Point annotations for photos:

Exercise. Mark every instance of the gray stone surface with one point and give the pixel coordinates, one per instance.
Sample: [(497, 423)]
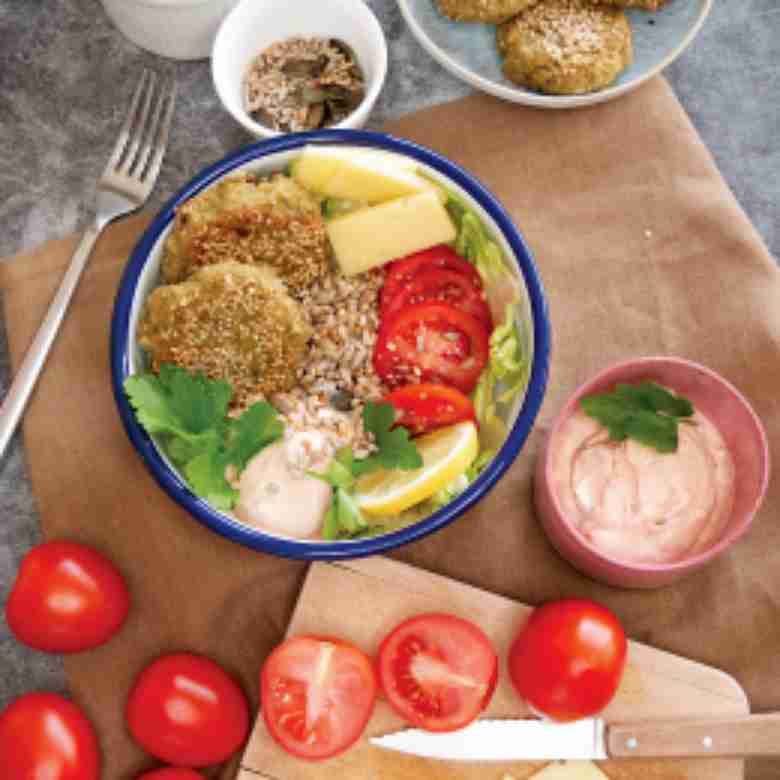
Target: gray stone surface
[(63, 68)]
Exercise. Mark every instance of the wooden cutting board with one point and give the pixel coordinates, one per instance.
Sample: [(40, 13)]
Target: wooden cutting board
[(362, 600)]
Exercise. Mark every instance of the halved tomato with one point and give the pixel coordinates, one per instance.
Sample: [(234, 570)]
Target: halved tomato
[(426, 407), (446, 286), (317, 695), (438, 671), (401, 272), (431, 342)]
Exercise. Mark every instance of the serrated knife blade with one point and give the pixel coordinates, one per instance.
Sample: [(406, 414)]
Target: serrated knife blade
[(504, 740)]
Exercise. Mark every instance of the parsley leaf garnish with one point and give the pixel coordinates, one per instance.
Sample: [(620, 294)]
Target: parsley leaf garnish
[(395, 450), (188, 412), (647, 413)]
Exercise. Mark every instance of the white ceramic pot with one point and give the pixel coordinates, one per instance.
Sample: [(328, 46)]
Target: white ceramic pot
[(179, 29)]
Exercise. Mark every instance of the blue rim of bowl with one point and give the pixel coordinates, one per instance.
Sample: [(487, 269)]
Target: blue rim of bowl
[(174, 486)]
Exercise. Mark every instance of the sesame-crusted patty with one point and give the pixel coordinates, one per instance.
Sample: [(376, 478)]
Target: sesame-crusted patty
[(230, 321), (566, 47), (489, 11), (646, 5), (241, 219)]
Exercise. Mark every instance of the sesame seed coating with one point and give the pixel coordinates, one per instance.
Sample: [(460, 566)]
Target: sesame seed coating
[(489, 11), (646, 5), (566, 47), (230, 321), (272, 222)]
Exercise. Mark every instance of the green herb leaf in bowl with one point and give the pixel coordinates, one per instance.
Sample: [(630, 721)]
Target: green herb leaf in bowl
[(189, 412)]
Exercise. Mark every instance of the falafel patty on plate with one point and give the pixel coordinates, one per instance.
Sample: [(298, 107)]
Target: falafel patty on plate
[(566, 47), (243, 219), (489, 11), (231, 321)]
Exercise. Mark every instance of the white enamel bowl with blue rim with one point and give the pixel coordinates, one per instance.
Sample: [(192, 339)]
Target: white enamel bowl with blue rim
[(468, 50), (142, 275)]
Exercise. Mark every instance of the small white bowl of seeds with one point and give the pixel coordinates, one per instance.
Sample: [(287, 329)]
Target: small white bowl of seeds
[(285, 66)]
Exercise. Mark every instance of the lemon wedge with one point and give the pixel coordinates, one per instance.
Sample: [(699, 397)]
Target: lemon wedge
[(446, 454)]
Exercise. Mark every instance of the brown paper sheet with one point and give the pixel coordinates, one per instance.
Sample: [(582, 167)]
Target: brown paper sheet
[(642, 250)]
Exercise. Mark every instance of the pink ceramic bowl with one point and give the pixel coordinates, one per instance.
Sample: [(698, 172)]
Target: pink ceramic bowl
[(741, 429)]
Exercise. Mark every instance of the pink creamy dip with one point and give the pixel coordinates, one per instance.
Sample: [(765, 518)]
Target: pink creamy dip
[(637, 505)]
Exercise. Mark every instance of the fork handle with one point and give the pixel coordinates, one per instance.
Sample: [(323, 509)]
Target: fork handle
[(21, 388)]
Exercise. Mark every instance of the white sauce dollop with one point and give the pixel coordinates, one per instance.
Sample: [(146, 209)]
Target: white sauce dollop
[(276, 494)]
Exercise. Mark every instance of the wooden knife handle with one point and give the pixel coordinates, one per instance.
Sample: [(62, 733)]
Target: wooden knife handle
[(750, 735)]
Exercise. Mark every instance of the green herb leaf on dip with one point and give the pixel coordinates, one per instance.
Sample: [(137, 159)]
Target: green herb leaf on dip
[(647, 413)]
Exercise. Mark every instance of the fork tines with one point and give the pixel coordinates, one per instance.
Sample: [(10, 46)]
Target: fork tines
[(144, 135)]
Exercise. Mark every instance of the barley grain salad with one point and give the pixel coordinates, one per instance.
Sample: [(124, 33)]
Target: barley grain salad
[(331, 350)]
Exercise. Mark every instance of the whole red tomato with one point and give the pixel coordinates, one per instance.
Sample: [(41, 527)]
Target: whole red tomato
[(43, 735), (185, 710), (67, 597), (567, 660)]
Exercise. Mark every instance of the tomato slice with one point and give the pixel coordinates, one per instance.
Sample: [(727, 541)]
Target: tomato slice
[(438, 671), (446, 286), (401, 272), (426, 407), (317, 695), (431, 342)]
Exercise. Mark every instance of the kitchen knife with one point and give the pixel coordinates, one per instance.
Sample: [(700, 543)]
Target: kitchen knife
[(592, 738)]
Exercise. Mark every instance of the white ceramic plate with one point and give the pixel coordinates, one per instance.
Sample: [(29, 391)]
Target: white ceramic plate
[(469, 51)]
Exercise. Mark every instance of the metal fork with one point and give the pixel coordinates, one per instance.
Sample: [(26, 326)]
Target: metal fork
[(123, 187)]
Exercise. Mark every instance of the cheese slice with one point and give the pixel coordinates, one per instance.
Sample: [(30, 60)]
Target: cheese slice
[(567, 770), (368, 175), (371, 237)]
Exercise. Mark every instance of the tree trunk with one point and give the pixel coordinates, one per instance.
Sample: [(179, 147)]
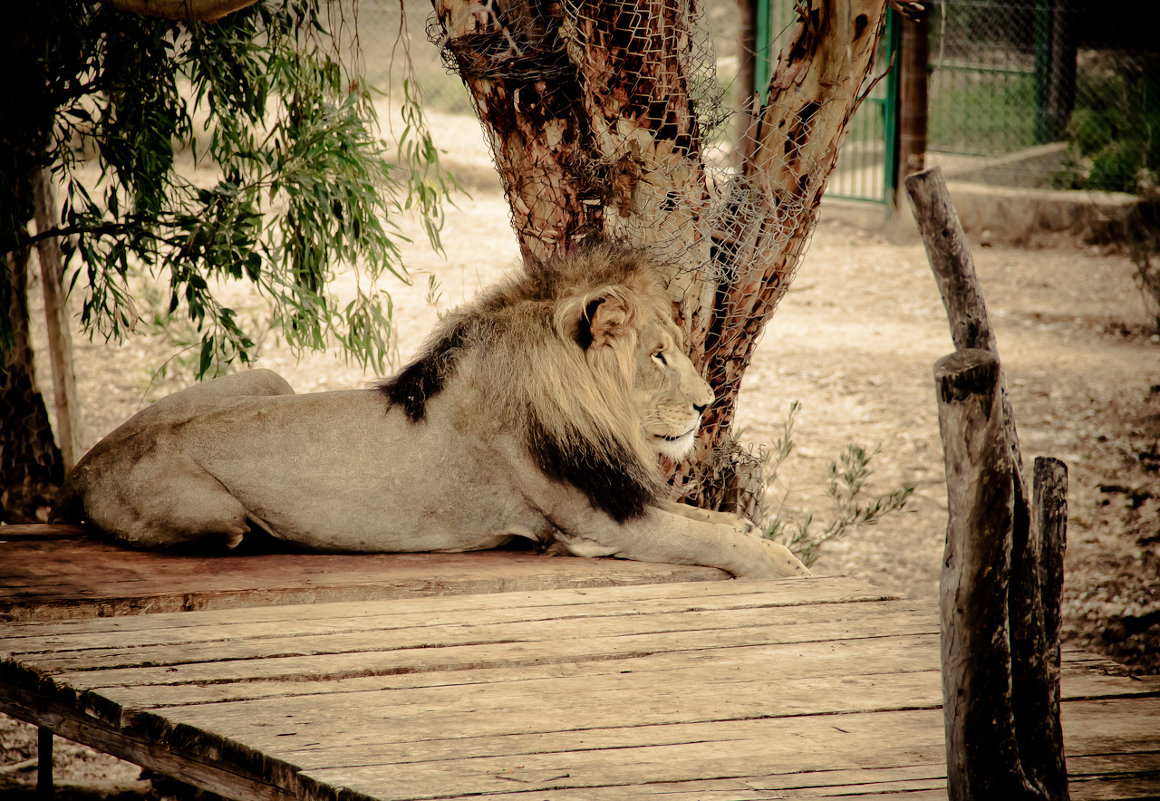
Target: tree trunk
[(30, 466), (595, 114)]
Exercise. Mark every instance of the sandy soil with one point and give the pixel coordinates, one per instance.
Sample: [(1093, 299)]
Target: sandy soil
[(854, 342)]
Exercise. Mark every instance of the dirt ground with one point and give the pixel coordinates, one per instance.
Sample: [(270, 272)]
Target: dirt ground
[(854, 342)]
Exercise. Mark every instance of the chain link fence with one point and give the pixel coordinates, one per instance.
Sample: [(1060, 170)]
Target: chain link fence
[(1070, 89)]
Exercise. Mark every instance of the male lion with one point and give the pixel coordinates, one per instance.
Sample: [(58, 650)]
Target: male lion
[(536, 412)]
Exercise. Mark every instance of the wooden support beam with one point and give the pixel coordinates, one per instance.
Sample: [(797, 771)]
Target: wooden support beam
[(45, 787)]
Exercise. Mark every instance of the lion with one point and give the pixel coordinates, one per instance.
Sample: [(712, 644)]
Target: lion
[(536, 412)]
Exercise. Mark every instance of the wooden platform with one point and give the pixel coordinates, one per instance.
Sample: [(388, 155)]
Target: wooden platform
[(705, 691), (57, 573)]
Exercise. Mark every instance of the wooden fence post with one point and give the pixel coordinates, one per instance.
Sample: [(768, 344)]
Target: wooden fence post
[(983, 756), (1003, 570)]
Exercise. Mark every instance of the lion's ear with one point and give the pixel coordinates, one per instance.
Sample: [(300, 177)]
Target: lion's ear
[(602, 320)]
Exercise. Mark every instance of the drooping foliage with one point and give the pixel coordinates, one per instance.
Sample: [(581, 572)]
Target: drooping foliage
[(243, 148)]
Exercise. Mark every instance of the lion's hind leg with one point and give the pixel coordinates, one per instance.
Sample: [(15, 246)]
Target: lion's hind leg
[(167, 507)]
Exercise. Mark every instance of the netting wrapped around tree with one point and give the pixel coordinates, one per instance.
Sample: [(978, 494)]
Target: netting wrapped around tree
[(606, 119)]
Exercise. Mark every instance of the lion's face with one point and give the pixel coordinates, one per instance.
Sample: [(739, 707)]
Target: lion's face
[(668, 392)]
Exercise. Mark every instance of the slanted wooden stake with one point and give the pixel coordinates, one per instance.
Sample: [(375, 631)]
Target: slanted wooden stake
[(983, 755), (1003, 573)]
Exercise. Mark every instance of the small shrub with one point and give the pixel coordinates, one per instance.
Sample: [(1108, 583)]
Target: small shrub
[(846, 485)]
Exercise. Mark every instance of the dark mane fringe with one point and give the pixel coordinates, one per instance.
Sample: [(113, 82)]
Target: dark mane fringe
[(609, 474), (425, 378), (611, 479)]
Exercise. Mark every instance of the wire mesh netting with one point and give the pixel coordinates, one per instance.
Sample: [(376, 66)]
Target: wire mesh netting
[(1064, 75)]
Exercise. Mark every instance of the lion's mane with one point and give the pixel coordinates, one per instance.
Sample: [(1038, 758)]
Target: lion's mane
[(524, 354)]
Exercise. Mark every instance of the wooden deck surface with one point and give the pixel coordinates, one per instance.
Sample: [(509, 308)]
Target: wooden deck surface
[(704, 691), (63, 574)]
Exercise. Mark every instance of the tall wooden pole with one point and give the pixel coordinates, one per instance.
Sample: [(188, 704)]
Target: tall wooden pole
[(56, 312)]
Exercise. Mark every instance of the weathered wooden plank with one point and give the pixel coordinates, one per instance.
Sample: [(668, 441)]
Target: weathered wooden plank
[(720, 691), (784, 745), (437, 726), (771, 748), (69, 577), (759, 594), (912, 781), (415, 630), (765, 641), (730, 626)]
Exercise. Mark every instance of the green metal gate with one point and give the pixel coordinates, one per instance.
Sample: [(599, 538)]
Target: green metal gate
[(868, 162)]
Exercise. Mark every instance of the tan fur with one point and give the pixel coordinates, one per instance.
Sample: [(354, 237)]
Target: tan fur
[(537, 410)]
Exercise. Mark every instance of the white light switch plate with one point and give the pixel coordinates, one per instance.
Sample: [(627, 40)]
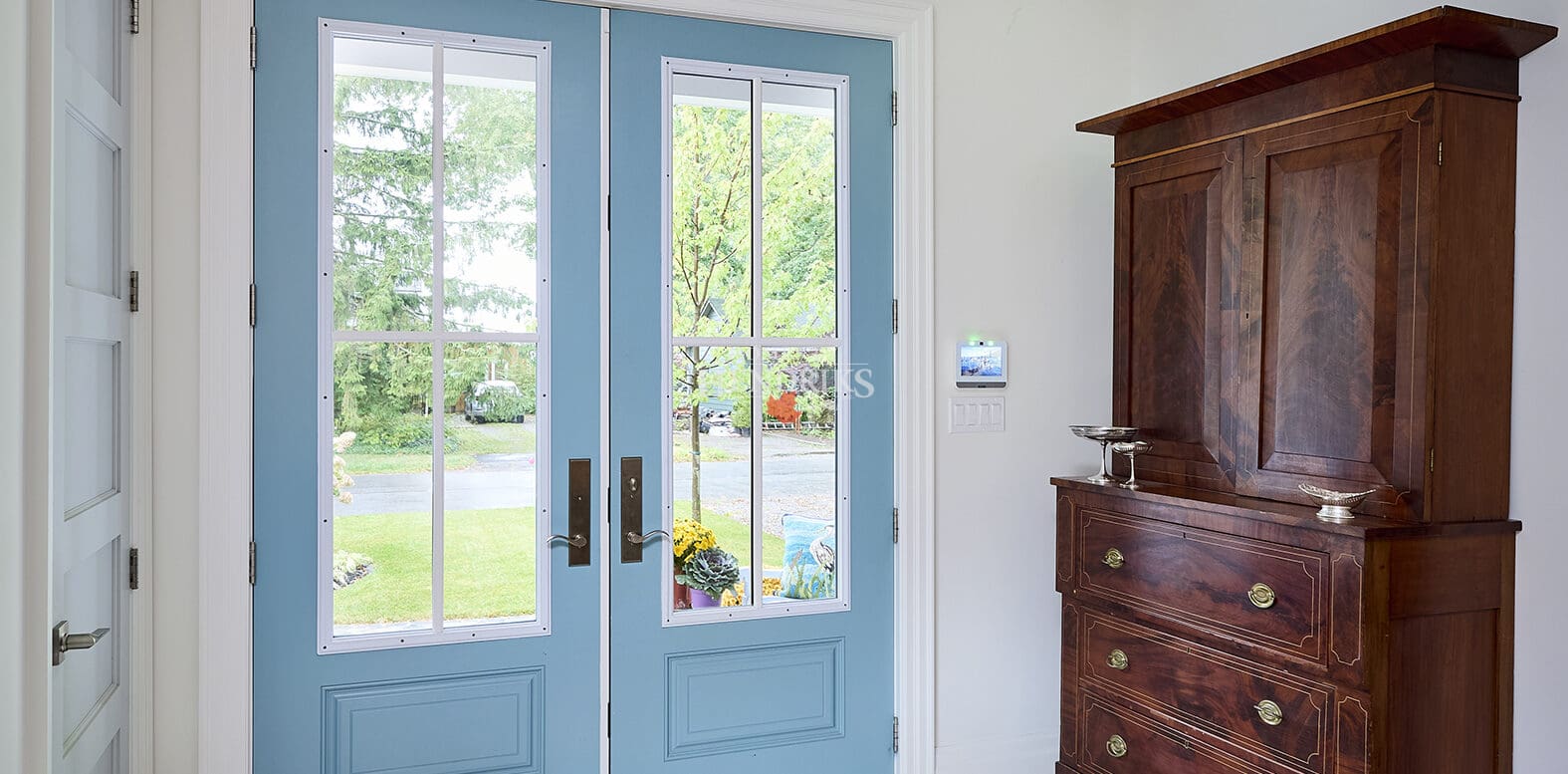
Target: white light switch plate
[(976, 414)]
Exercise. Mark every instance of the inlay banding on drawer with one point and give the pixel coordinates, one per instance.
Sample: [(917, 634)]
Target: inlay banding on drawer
[(1262, 594), (1225, 695)]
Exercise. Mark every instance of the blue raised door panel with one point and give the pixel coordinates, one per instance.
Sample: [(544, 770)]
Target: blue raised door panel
[(463, 724), (752, 697)]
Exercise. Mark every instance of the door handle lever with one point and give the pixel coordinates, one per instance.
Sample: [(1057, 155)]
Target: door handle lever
[(571, 540), (635, 539), (66, 643)]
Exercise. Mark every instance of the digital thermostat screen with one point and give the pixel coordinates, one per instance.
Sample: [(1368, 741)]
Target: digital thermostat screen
[(981, 360)]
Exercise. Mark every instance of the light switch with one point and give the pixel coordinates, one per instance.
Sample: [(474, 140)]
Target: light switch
[(976, 414)]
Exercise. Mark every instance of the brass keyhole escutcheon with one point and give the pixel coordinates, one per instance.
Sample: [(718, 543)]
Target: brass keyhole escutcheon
[(1261, 596), (1114, 559), (1270, 713)]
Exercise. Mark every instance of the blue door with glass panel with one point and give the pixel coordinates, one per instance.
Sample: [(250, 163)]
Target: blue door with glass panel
[(427, 269), (431, 551), (752, 399)]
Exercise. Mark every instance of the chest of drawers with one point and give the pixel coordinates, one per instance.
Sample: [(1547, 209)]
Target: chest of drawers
[(1214, 633)]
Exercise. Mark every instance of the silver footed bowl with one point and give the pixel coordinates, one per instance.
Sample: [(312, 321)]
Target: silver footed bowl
[(1335, 506), (1096, 432)]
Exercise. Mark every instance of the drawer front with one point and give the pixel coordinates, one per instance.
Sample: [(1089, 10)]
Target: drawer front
[(1121, 741), (1261, 711), (1264, 594)]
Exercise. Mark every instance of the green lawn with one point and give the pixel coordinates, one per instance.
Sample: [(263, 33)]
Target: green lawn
[(490, 563), (464, 443), (711, 452), (490, 566)]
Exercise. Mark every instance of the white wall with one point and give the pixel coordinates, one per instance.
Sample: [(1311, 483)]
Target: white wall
[(1024, 255), (171, 291), (1178, 44)]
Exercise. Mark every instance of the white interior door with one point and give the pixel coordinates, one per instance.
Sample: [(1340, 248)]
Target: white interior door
[(90, 388)]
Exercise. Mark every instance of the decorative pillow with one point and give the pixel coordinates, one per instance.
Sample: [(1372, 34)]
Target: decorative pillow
[(809, 547)]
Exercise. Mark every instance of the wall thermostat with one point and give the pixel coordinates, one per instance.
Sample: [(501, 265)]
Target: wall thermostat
[(982, 365)]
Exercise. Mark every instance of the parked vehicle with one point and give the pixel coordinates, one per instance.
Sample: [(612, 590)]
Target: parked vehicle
[(494, 400)]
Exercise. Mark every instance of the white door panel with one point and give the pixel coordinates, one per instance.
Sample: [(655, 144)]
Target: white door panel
[(90, 385)]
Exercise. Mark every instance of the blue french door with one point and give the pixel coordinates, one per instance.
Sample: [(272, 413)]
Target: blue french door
[(427, 368), (752, 399)]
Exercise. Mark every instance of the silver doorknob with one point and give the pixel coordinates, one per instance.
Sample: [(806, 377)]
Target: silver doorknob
[(66, 643), (635, 539)]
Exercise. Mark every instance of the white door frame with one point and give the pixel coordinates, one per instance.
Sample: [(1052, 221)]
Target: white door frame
[(225, 385), (25, 444)]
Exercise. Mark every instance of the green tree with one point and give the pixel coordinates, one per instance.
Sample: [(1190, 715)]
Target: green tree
[(711, 247), (383, 240)]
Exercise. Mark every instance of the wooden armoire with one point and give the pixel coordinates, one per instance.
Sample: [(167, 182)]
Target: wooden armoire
[(1313, 285)]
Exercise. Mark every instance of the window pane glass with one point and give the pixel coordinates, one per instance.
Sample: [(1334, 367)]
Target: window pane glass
[(490, 484), (711, 207), (381, 485), (490, 192), (800, 210), (712, 465), (381, 185), (800, 474)]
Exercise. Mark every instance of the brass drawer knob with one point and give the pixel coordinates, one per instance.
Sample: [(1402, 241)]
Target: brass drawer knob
[(1268, 713), (1114, 559), (1261, 596)]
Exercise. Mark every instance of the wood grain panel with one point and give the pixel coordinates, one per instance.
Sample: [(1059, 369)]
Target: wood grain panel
[(1177, 256), (1205, 578), (1333, 300), (1210, 689)]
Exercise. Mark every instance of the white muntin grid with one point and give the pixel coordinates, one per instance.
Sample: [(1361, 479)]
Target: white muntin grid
[(760, 344), (438, 632)]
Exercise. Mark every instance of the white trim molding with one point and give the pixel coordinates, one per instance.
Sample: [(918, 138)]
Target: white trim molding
[(225, 498), (223, 640)]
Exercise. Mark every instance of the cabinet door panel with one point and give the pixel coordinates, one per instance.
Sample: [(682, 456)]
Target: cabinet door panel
[(1177, 255), (1333, 307)]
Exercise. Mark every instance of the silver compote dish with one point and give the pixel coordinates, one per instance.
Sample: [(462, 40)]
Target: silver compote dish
[(1106, 435), (1335, 506)]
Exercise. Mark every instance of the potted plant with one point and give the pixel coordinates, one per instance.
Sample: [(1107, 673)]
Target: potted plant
[(690, 537), (709, 575)]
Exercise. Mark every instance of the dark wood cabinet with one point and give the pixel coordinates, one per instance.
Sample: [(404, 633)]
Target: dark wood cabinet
[(1333, 307), (1313, 285), (1178, 218)]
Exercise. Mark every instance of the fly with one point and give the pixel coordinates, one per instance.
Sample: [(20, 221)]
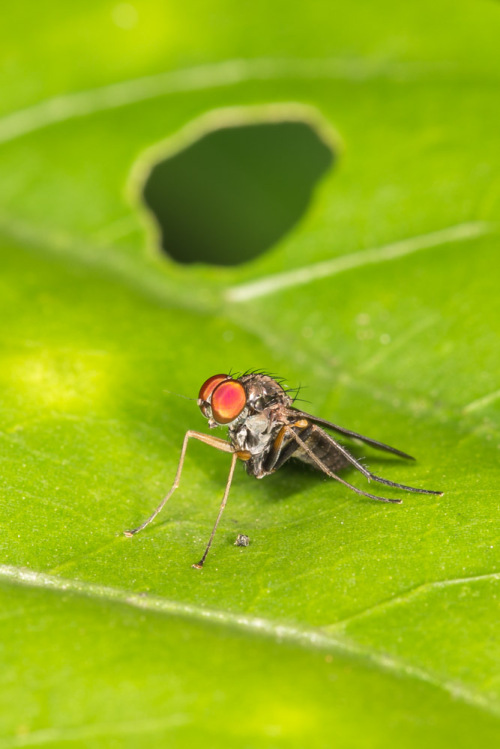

Work instructions
In the material, revise everything from the line containing "Exercise. Mark every instance of the white trim" down to the line containing "[(1177, 255), (1333, 307)]", replacing "cabinet door panel" with "cupboard door panel" and leaving everything else unchanged.

Task result
Exercise. Mark every instance of the white trim molding with one point and give the pixel coordinates, one per instance.
Sample: [(918, 138)]
Target: white trim molding
[(225, 498), (223, 640)]
Exercise. Mark every instance of the cupboard door panel with one point and give the pixel coordinates, one per instance.
Sample: [(682, 456)]
Target: cupboard door panel
[(1177, 255), (1333, 307)]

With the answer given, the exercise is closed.